Consignes
a) Recopiez fidèlement le passage du portrait de Catherine Turcotte qui commence à « Catherine Turcotte et la compréhension en lectureCatherine » et se termine à « lecture c’est multidimensionnel. ».
b) Pour chacun des énoncés suivants, dites par oui ou par non s'il est conforme au portrait de Catherine Turcotte et citez les mots de ce portrait qui tranchent la question.
(i) Catherine Turcotte fait partie de l'équipe de recherche ADEL.
(ii) Selon elle, tous les élèves des milieux défavorisés sont à risque d'échouer.
(iii) Parler à la maison une langue maternelle différente de celle de l'école est présenté comme un facteur de risque.

Extrait du document
┄┄┄┄┄┄┄┄┄┄

Catherine Turcotte et la compréhension en lecture

Catherine Turcotte et la compréhension en lectureCatherine Turcotte est professeure au département d’éducation et formation spécialisées de l’Université de Québec à Montréal (UQAM). Elle est également membre de l’équipe de recherche ADEL : apprenants en difficulté et littératie.

Expertises

Enseignement et apprentissage de la lecture, Difficultés d’apprentissage de la lecture, Orthopédagogie, Compréhension écrite.

À quel besoin souhaitez-vous répondre avec votre recherche?

Catherine Turcotte : Le grand thème serait la compréhension en lecture. Tous mes travaux se rattachent de près ou de loin à ce sujet, puisque la compréhension en lecture c’est multidimensionnel.

Ce qui m’intéresse ce sont les élèves qu’on dit à risque d’éprouver des difficultés et ceux qui éprouvent déjà des difficultés, ce qui peut représenter plusieurs types d’élèves. Par exemple, tous les élèves des milieux défavorisés ne sont pas à risque d’échouer, mais certains présentent des facteurs de risques reconnus. Si la langue maternelle parlée à la maison n’est pas la même qu’à l’école, c’est un autre facteur de risque. D’autres élèves ont par exemple une déficience intellectuelle légère. Certains autres enfants ont des difficultés particulières à traiter la lecture et l’écriture. J’ai une grande sensibilité auprès des élèves qui ont plus de difficultés que la moyenne.

┄┄┄┄┄┄┄┄┄┄

Liste
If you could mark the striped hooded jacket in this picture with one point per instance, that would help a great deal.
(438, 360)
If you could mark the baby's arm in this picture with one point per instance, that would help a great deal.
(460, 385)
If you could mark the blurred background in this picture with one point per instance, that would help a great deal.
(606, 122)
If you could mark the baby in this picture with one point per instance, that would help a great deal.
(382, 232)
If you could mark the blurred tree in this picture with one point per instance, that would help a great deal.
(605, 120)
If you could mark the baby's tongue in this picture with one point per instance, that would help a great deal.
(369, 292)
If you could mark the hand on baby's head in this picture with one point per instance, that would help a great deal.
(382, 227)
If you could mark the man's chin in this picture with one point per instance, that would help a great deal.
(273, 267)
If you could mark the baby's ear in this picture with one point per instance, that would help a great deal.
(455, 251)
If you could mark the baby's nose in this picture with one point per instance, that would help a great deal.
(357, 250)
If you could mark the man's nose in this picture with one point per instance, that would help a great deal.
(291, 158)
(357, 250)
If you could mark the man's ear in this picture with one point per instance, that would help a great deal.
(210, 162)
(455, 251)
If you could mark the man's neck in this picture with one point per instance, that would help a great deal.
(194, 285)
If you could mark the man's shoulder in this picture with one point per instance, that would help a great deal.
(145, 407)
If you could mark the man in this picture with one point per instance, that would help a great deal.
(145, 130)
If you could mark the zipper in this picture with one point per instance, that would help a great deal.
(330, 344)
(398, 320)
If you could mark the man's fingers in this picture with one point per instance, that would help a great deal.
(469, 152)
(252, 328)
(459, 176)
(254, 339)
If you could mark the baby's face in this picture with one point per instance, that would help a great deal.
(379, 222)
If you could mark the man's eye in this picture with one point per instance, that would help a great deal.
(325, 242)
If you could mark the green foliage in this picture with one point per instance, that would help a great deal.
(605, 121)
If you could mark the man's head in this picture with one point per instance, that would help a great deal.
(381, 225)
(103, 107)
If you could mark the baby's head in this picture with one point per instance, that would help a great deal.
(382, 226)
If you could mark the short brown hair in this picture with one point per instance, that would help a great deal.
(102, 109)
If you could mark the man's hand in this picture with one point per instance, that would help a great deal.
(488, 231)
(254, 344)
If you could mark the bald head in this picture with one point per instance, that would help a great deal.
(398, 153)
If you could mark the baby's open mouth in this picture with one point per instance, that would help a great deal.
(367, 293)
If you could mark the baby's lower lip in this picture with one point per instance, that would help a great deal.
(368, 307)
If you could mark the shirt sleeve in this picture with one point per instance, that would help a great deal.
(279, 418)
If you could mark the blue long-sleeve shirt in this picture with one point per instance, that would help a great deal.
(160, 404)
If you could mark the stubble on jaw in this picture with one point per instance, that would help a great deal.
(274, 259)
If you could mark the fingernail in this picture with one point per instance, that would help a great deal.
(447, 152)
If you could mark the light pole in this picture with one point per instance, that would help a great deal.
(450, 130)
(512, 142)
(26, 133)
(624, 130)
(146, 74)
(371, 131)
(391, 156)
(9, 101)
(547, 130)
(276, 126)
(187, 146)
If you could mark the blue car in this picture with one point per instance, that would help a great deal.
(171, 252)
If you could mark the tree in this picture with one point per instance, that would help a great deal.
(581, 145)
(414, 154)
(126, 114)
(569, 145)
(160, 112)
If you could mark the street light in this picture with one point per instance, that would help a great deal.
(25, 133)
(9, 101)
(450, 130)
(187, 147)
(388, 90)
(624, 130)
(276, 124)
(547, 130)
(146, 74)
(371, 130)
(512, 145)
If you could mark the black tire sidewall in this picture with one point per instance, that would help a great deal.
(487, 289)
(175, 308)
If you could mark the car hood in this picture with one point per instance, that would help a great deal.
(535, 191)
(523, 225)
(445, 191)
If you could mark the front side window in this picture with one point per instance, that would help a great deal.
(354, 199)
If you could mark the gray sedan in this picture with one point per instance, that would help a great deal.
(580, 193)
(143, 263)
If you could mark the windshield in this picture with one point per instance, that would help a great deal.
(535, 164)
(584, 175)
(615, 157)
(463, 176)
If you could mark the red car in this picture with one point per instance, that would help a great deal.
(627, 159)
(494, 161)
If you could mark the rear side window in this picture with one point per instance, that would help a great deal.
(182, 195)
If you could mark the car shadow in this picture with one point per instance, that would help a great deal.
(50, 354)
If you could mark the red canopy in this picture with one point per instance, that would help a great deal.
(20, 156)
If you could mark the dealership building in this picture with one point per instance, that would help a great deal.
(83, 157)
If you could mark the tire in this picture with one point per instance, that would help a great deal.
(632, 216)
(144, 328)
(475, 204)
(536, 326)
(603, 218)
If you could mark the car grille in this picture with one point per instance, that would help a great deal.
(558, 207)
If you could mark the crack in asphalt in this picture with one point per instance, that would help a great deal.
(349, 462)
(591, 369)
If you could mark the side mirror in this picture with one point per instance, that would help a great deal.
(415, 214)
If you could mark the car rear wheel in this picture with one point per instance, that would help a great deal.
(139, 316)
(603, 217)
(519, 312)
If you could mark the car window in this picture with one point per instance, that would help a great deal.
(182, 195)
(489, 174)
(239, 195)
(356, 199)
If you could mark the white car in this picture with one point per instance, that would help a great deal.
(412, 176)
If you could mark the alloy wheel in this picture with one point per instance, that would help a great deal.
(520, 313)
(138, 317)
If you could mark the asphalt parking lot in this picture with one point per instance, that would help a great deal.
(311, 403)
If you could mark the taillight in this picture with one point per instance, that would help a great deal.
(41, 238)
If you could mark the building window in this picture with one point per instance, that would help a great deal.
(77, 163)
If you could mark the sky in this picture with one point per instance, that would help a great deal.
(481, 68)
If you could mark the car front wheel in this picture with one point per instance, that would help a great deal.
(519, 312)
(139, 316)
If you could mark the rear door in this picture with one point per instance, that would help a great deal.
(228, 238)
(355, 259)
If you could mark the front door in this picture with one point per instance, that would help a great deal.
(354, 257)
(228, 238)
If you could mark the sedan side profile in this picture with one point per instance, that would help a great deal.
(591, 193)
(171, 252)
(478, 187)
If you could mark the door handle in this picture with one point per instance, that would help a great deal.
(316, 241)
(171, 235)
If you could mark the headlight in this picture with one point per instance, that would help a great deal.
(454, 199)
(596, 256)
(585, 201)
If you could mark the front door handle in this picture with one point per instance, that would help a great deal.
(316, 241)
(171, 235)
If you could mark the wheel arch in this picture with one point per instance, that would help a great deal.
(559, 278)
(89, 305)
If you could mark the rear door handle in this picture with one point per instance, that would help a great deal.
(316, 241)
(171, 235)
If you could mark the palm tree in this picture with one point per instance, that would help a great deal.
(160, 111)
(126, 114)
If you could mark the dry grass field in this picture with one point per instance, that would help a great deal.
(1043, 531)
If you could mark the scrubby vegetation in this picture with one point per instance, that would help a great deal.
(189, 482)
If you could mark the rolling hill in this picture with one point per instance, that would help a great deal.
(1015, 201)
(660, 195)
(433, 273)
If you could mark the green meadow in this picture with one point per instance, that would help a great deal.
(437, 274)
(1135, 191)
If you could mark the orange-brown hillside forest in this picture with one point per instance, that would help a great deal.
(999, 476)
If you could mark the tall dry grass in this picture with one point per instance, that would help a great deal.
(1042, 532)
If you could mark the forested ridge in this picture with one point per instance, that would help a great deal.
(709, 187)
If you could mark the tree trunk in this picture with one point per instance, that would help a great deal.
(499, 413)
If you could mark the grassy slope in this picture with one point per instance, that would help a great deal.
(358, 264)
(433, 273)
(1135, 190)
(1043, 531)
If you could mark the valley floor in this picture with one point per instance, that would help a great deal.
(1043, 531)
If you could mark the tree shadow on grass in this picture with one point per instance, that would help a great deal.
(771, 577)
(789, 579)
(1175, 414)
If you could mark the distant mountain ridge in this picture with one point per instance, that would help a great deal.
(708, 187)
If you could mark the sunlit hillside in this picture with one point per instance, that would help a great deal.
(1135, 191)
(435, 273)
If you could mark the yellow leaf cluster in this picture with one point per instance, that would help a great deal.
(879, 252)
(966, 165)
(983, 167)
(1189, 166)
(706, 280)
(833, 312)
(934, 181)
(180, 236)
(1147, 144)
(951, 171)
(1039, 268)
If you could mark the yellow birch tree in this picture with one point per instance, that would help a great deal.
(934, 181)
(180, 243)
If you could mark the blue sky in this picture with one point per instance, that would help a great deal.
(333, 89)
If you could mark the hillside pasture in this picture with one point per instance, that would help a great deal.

┄┄┄┄┄┄┄┄┄┄

Corrigé
a)
Catherine Turcotte et la compréhension en lectureCatherine Turcotte est professeure au département d’éducation et formation spécialisées de l’Université de Québec à Montréal (UQAM). Elle est également membre de l’équipe de recherche ADEL : apprenants en difficulté et littératie.

Expertises

Enseignement et apprentissage de la lecture, Difficultés d’apprentissage de la lecture, Orthopédagogie, Compréhension écrite.

À quel besoin souhaitez-vous répondre avec votre recherche?

Catherine Turcotte : Le grand thème serait la compréhension en lecture. Tous mes travaux se rattachent de près ou de loin à ce sujet, puisque la compréhension en lecture c’est multidimensionnel.

b)
(i) Oui : « Elle est également membre de l’équipe de recherche ADEL ».
(ii) Non : « tous les élèves des milieux défavorisés ne sont pas à risque d’échouer ».
(iii) Oui : « Si la langue maternelle parlée à la maison n’est pas la même qu’à l’école, c’est un autre facteur de risque. »